Data extracted from a collection:
__________

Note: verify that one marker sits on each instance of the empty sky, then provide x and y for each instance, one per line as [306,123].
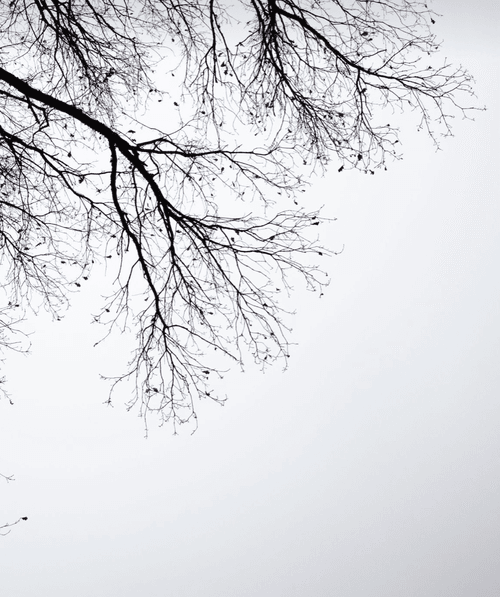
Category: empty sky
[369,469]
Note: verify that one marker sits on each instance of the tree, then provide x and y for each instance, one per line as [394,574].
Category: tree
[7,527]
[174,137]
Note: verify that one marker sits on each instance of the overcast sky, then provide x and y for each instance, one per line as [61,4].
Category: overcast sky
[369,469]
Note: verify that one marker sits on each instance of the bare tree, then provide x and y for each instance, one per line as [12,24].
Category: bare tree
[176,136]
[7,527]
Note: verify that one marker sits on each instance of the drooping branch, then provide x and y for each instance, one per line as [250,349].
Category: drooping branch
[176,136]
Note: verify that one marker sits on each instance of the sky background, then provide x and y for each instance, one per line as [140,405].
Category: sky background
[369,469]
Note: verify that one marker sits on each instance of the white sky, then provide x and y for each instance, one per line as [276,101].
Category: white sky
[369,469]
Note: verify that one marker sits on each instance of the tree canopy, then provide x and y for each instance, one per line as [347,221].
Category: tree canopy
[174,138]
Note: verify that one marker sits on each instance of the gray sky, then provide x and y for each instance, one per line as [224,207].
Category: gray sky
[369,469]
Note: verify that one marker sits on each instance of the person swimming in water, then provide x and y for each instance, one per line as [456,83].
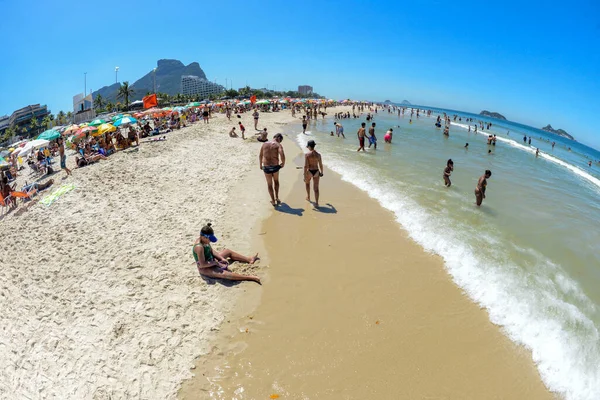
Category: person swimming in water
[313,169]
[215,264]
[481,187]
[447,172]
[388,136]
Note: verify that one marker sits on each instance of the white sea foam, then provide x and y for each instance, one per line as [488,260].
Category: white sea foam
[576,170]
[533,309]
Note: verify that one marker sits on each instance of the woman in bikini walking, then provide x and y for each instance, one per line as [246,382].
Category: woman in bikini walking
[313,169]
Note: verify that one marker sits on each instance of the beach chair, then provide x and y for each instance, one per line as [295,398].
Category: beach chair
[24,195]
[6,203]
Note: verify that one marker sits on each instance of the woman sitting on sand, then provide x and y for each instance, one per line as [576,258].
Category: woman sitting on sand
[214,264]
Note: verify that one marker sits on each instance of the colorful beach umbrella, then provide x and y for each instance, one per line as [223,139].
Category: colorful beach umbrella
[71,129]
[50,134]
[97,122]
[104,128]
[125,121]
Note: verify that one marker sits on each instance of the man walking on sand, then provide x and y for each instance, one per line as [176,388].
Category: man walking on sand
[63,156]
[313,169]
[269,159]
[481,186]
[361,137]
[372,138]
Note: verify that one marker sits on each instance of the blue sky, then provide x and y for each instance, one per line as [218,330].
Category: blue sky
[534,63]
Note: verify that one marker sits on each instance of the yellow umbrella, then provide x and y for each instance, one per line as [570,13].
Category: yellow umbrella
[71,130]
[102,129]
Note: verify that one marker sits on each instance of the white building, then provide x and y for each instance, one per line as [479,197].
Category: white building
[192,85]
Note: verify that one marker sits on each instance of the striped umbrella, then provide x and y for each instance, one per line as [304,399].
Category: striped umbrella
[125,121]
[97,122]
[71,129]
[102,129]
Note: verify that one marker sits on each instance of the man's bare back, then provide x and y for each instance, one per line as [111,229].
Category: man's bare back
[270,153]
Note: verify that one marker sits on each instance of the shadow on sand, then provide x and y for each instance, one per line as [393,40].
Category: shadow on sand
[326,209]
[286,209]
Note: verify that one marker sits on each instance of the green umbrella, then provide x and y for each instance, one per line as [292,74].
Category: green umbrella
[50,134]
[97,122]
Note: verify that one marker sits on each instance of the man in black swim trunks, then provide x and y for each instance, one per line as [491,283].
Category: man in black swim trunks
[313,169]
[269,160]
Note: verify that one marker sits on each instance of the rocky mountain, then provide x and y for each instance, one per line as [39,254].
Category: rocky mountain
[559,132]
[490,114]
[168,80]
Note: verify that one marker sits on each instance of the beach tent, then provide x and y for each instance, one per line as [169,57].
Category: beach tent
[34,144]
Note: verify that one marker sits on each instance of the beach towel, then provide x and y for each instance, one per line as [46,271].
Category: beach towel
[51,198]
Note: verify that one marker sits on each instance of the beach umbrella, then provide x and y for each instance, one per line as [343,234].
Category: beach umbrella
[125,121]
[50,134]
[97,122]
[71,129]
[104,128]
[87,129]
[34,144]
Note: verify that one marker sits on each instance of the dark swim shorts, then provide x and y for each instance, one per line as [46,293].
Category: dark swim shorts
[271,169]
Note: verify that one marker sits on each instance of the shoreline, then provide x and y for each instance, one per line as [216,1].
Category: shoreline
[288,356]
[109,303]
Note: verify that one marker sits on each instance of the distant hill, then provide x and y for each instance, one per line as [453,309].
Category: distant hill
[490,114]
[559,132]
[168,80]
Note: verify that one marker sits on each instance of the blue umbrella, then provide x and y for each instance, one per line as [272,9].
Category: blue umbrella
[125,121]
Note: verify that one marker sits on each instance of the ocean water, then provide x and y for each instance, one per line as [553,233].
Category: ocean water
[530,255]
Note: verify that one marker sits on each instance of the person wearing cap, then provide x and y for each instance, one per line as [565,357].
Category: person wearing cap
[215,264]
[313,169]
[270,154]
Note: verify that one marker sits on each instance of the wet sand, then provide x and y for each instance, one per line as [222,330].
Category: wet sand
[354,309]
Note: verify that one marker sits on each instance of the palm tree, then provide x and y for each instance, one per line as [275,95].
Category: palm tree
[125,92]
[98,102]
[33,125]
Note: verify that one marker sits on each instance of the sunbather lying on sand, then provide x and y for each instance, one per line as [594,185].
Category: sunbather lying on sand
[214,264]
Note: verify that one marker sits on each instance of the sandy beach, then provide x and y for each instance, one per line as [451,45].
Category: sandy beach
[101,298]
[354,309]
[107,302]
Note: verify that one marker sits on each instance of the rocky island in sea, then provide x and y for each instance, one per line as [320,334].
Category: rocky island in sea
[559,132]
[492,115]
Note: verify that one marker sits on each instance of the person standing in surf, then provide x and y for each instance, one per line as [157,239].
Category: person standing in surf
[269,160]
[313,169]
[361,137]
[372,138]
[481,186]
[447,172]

__________

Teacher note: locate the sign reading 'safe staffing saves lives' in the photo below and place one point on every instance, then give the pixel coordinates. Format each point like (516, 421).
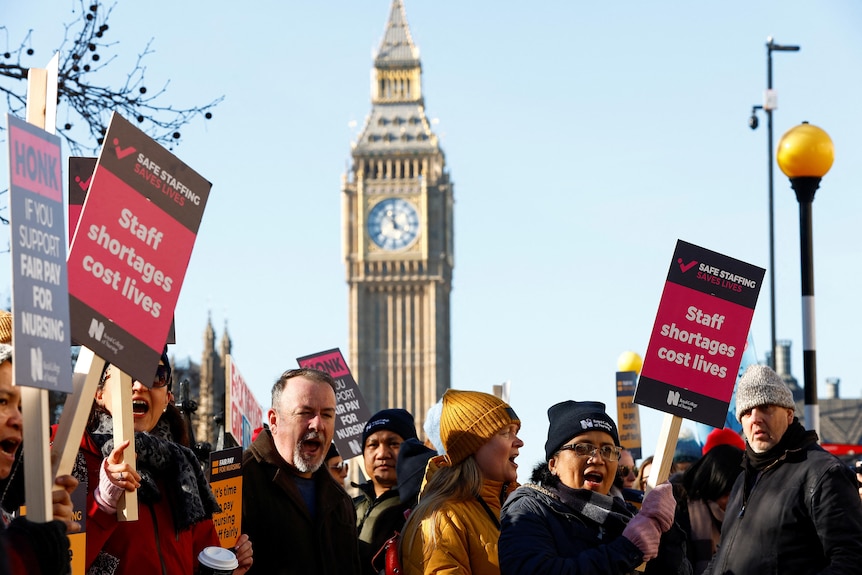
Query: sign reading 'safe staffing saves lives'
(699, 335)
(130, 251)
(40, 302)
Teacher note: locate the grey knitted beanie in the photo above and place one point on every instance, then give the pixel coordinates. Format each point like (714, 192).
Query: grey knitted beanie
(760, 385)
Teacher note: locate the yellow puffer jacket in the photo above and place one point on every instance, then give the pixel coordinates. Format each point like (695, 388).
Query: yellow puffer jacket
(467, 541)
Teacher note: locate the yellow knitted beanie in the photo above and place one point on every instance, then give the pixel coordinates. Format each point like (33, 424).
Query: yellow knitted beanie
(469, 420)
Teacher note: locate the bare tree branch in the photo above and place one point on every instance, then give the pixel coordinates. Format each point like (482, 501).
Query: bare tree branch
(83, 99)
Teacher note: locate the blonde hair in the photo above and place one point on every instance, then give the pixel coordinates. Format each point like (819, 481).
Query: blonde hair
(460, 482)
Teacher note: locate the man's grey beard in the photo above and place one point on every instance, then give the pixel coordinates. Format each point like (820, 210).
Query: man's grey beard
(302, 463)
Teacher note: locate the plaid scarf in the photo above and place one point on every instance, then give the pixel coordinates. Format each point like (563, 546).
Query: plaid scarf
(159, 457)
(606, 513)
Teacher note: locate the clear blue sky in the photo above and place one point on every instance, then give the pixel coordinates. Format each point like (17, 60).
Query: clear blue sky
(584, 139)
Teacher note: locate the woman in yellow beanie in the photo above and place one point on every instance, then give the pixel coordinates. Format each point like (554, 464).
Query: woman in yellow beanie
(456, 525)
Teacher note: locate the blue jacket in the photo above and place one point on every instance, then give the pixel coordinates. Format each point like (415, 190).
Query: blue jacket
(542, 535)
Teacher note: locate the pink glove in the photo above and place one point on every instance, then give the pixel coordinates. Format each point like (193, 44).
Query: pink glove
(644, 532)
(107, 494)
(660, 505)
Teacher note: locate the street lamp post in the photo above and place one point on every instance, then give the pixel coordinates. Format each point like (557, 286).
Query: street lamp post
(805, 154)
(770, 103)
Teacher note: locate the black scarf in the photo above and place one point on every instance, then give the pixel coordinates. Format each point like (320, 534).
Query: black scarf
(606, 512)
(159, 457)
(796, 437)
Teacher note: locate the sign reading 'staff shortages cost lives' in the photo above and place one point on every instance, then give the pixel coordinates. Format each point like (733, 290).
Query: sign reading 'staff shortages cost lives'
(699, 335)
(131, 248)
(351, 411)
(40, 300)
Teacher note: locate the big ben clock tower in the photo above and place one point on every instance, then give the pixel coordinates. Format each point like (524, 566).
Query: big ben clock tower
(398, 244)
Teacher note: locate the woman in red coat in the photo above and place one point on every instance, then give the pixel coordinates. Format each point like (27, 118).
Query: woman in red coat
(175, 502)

__________

> _Task item_
From the data above, output exactly the lines between the one containing "Category: beach towel" and the one containing "line as [565,357].", counting both of them.

> _Problem solution_
Category: beach towel
[51,198]
Note: verify that one marker sits on each instance of the beach umbrella, then provide x and y for each instance, one per line as [343,234].
Category: beach umbrella
[125,121]
[50,134]
[97,122]
[71,129]
[104,128]
[87,129]
[34,144]
Note: verify that one marker sits on each instance of the dark swim shorts, then provide x and y for each instance, one per line as [46,293].
Category: dark swim shorts
[271,169]
Note: verify that one marker sits on each instance of the shoreline, then provide x and y for each instance, one per line as [216,1].
Category: shoreline
[288,356]
[109,303]
Note: verify that one marker sits on each instance of the distant hill, then provide x and y for each instance, one per line as [453,309].
Category: distant hill
[490,114]
[559,132]
[168,80]
Note: verify that one marker sits on each instance of the blue umbrella, then provide x and y for each instance, one per line as [272,9].
Category: blue umbrella
[125,121]
Note: verify that one marker sits on each instance of the ocean water, then provide x and y for each instance, one per line as [553,233].
Category: ocean water
[530,255]
Note: verify that one marker sits on each instance of the person wearing cap, then provide x and y for each instance, one per line as [565,357].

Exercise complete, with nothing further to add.